[Records from a point labeling set]
┌──

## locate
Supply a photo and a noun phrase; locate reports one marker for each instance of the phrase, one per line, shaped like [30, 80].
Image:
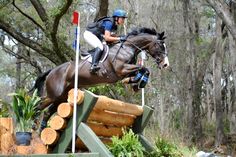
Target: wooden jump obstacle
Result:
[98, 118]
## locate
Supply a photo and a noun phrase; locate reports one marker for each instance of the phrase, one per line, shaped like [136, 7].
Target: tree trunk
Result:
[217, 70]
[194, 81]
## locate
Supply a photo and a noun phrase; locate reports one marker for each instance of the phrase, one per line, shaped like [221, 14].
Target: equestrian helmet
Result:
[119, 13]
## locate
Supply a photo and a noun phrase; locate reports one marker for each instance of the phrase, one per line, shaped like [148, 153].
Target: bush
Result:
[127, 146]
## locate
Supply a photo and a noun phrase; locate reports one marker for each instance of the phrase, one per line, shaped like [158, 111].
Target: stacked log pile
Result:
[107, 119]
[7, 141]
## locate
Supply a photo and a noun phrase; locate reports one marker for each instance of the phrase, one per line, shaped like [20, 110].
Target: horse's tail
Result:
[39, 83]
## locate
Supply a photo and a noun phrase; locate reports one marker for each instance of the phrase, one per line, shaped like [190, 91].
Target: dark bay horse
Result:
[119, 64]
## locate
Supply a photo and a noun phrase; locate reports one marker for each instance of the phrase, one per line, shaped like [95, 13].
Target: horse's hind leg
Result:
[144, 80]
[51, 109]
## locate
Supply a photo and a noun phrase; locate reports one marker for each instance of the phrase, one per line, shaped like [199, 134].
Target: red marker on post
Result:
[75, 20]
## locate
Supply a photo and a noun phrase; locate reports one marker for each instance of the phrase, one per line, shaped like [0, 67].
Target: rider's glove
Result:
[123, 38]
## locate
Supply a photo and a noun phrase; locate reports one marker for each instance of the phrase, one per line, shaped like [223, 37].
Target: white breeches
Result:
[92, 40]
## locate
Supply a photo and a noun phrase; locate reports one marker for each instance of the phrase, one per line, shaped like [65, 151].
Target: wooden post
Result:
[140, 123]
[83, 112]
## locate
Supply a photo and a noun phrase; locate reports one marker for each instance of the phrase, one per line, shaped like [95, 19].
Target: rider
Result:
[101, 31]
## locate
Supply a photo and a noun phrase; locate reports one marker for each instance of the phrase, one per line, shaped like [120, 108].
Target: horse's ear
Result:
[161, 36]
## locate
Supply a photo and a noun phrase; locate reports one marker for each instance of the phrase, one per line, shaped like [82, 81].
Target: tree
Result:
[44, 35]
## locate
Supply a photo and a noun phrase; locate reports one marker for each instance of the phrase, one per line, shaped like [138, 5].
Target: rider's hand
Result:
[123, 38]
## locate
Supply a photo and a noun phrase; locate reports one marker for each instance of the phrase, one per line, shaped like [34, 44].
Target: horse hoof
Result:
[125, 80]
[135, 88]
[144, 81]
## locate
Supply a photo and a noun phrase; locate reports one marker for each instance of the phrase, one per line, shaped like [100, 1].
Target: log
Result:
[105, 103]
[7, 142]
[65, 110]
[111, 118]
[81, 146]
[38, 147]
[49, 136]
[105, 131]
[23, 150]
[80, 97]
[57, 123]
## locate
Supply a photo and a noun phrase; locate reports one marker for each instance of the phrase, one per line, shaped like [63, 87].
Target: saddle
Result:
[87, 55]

└──
┌──

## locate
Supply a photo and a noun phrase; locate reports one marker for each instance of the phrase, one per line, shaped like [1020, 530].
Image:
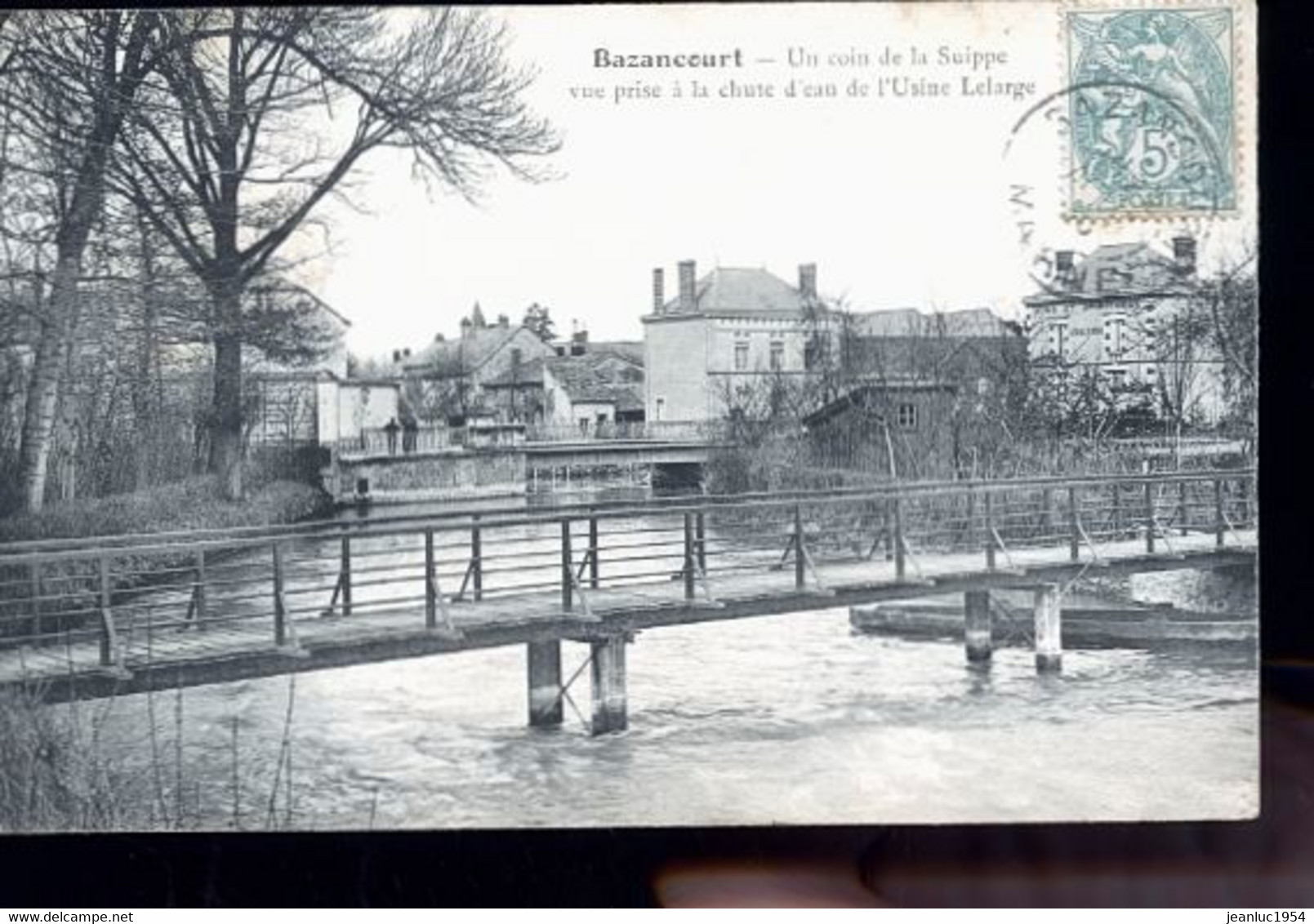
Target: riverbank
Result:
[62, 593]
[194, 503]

└──

## Challenge
List every line of the records above that contains the string "horse", treating uppercase and lowercase letters as different.

## Response for this exercise
Target: horse's tail
Target: dark bay horse
Target: horse's hind leg
Target: horse's ear
Target: horse hoof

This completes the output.